What to do:
a - Edit the Bogrov extract, starting with "The question is" and going on through "was an accident.", so that "handler" reads "case officer".
b - Please condense the paragraph of the Bogrov extract that opens "This is the version of the story Pipes favours", keeping its main facts.

--- start Source extract ---

The question is further complicated by the fact that, according to the record of his first interrogation, Bogrov expressed pride in his deed as a revolutionary act. But in the course of his trial, he declared that he had in fact been working quite sincerely for the Okhrana and had been threatened by the revolutionaries. As a result he had intended on their orders to kill his Okhrana handler, but when he had the opportunity he had felt sorry for him and had been unable to go through with the act. Having the opportunity soon afterwards to kill Stolypin was an accident.
This is the version of the story Pipes favours, making of him a frivolous man who sells his soul to the Okhrana to pay off gambling debts (though his father was a very rich man, himself a gambler and therefore presumably not unsympathetic to the problems of a gambler, and what Bogrov was receiving from the Okhrana seems to have been peanuts). Solzhenitsyn's account, on the other hand, is an effort to reconcile all the apparent contradictions in the story on the assumption that he was a principled revolutionary acting as a loner, independently of any of the existing revolutionary movements.
On the question of a specifically Jewish motivation, Pipes says that 'the most likely source of the claim that Bogrov acted as a Jew and on behalf of Jewish interests is a false report on the right-wing daily Novoe Vremia of September 13, 1911, that prior to his execution Bogrov told a rabbi that he had "struggled for the welfare and happiness of the Jewish people. In reality he had refused to see a rabbi before his execution.' (Russian Revolution, p.189).

--- end Source extract ---
--- start Supplied data ---

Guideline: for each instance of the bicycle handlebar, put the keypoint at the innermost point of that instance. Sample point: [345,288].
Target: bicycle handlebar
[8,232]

--- end Supplied data ---

Answers given:
a -
The question is further complicated by the fact that, according to the record of his first interrogation, Bogrov expressed pride in his deed as a revolutionary act. But in the course of his trial, he declared that he had in fact been working quite sincerely for the Okhrana and had been threatened by the revolutionaries. As a result he had intended on their orders to kill his Okhrana case officer, but when he had the opportunity he had felt sorry for him and had been unable to go through with the act. Having the opportunity soon afterwards to kill Stolypin was an accident.

b - Pipes favors this version, which casts Bogrov as a frivolous man who sold his soul to the Okhrana to pay gambling debts. Yet his father was a very rich gambler, and Bogrov's Okhrana pay seems to have been tiny. Solzhenitsyn instead tries to reconcile the story's contradictions by treating Bogrov as a principled revolutionary who acted alone, independent of any existing revolutionary movement.